Depois de ter saído do mapa da fome da ONU, o Brasil tem, segundo relatório do IBGE de 2018, mais de 50 milhões de brasileiros abaixo da linha da pobreza (pessoas com renda menor que um dólar por dia). A concentração de renda que caia até 2015, voltou a crescer depois do golpe. Segundo o IBGE, enquanto a renda dos 10% mais ricos cresceu cerca de 4% em 2018, a renda dos 40% mais pobres caiu 1% no mesmo ano. E essa é a tendência. 

O que tem sido repetido como um mantra pelas autoridades mundiais é que a forma mais eficaz de combate ao vírus é o isolamento social e, a forma mais adequada para combater a crise econômica durante e pós-pandemia é a intervenção do Estado, injetando recursos na economia, comprometendo percentuais consideráveis do PIB, mesmo que para isso seja necessário aumentar o nível e endividamento do país. E vejam, essa receita antiga, é capitalista, do teórico orgânico do capital John Maynard Keynes, que provou a incapacidade do mercado de se auto-regular como ainda acreditam os neoliberais fanáticos.

Mas no Brasil, o povo das favelas e da periferia tem obstáculos maiores. Por um lado sofrem com orientações totalmente equivocadas, daqueles que buscam na fé, através de pastores, que atuam nessas comunidades, mas muitos deles oferecem curas, ignorando a ciência. E o que é pior, a ação predatória de grandes corporações e empreendimentos religiosos, que vendem aos seus fieis a ilusão de uma normalidade ou proteção divina

Junte a isso, os atos de um presidente irresponsável que aparece a todo o momento nas redes de TV, desrespeitando as orientações do ministério da saúde e de 99,99% de todos os especialistas do mundo, além da OMS, a qual o Brasil é signatário.

Além disso, essa população mais vulnerável, ainda enfrenta o cinismo de uma elite suja que tem a cara de pau fazer manifestações, na segurança dos seus carros de luxo, pedindo a volta dos trabalhadores, pois sabem que sem a exploração dos seus “escravos” não conseguem realizar seu tão precioso lucro. Some a isso, uma política economia tocada por um ministro da economia totalmente agarrado as suas ideias já ultrapassadas até mesmo para seus pares neoliberais, que protege com unhas e dentes o mercado financeiro, mas retarda ao máximo o socorro dos mais pobres e das micro e pequenas empresas que, como já dito, respondem por mais de 50% das vagas de emprego do país.

#### [Entradas apresentadas]
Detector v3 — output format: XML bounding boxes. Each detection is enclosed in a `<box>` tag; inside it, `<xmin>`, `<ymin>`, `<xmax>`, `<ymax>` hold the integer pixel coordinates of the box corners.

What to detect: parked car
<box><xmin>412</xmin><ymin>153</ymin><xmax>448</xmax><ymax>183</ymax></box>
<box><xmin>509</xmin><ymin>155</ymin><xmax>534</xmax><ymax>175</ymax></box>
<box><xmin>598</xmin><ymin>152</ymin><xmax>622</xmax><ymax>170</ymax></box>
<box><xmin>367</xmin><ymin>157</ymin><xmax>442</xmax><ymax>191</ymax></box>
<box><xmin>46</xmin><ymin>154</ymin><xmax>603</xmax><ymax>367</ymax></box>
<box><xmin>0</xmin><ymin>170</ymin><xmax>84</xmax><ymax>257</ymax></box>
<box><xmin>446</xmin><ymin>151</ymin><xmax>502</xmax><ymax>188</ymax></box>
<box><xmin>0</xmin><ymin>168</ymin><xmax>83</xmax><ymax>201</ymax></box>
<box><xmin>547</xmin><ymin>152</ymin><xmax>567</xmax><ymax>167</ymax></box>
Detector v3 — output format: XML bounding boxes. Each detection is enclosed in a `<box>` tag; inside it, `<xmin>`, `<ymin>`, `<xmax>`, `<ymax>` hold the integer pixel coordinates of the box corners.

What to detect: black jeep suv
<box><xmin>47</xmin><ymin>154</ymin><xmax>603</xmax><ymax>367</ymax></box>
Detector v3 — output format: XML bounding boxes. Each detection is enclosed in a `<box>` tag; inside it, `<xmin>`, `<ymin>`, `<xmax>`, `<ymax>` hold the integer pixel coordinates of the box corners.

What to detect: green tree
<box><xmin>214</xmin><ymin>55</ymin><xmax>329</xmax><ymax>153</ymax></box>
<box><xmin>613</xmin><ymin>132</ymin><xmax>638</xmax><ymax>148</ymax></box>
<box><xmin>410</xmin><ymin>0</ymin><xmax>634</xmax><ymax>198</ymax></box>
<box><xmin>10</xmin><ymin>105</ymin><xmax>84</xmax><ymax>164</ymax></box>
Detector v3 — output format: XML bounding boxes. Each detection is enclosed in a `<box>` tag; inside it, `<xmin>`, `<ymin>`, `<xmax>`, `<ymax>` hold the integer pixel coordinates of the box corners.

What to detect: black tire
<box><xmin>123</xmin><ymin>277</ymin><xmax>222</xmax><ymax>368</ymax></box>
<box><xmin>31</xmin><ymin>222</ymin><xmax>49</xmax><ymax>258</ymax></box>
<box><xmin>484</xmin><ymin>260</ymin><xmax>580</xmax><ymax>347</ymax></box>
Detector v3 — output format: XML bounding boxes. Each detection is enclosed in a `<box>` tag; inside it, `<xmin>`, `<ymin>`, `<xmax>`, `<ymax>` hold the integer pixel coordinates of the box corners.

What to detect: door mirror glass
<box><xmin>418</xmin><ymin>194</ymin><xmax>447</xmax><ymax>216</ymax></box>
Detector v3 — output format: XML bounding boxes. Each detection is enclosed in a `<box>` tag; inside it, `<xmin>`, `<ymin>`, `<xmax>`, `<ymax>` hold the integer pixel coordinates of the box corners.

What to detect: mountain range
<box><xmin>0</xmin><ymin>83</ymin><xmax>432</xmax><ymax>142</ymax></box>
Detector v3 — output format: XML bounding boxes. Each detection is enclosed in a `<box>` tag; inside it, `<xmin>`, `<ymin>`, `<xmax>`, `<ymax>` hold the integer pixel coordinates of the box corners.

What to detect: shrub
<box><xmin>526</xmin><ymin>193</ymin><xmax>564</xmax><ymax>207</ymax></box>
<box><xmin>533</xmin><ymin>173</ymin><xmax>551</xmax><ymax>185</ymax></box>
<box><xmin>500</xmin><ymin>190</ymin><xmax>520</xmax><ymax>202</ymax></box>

#### [Tarefas]
(1) Repita o trecho do texto sobre a pandemia e a pobreza no Brasil que começa em "Depois de ter" e vai até "é a tendência.", sem qualquer alteração.
(2) Dê prosseguimento ao texto sobre a pandemia e a pobreza no Brasil a partir do ponto em que ele termina.
As entradas não guardam relação com o texto sobre a pandemia e a pobreza no Brasil.

#### [Conjunto de respostas]
(1)
Depois de ter saído do mapa da fome da ONU, o Brasil tem, segundo relatório do IBGE de 2018, mais de 50 milhões de brasileiros abaixo da linha da pobreza (pessoas com renda menor que um dólar por dia). A concentração de renda que caia até 2015, voltou a crescer depois do golpe. Segundo o IBGE, enquanto a renda dos 10% mais ricos cresceu cerca de 4% em 2018, a renda dos 40% mais pobres caiu 1% no mesmo ano. E essa é a tendência.

(2)
Infelizmente o prognóstico que fazemos não é nada animador. A seguir desta forma, veremos em um futuro quase imediato, a população que não trouxe o vírus para o país, ser a mais atingida e, aonde ocorrerão a maior quantidade de perdas humanas. A população das favelas e periferia tem vários inimigos piores que o próprio COVID-19. Eles enfrentam a desinformação; a doutrinação equivocada por ignorância ou interesses de corporações da fé; o descaso e abandono do Estado; o preconceito daqueles que os acham imunes a tudo pelo fato de já enfrentarem a miséria diária; a falta de estrutura sanitária que lhes é negada há décadas; a insegurança alimentar; e, neste momento em específico, um presidente que, ao menos em suas ações, demonstra total incapacidade e certo grau de insanidade para liderar o país nesta guerra; além de uma equipe econômica liderada pelo que há de mais atrasado e arcaico na visão do capitalismo atual.

A eles, restam a si próprios, que tem demonstrado um alto nível de organização interna, principalmente nos maiores complexos, além da solidariedade que, como sempre, vem principalmente dos pobres e da classe média baixa, do que de outros extratos da sociedade. 

Mas a rede de solidariedade vem crescendo e tem sido um efeito colateral muito bom desta pandemia. Se há algo de bom que podemos tirar e, provavelmente, será o que salvará mais vidas nesta guerra moderna, causada mais uma vez pelo modo de produção capitalista e, a forma pela qual nos impõe a vida, será a solidariedade, o pensamento coletivo, a quebra do paradigma capitalista do individualismo consumista. 

As pessoas começam a se ver não mais como um ser único, com suas prioridades e metas de vida a serem conquistadas, no ciclo nefasto que o capitalismo lhes impõe de: trabalhar – produzir - consumir, mas passam a se ver como muitos e, a entender que a única saída deste isolamento é mesmo assim, se estivermos todos juntos, ajudando uns aos outros de alguma forma. E a aqueles privilegiados como eu, nos cabe ajudar como pudermos, principalmente ficando em casa.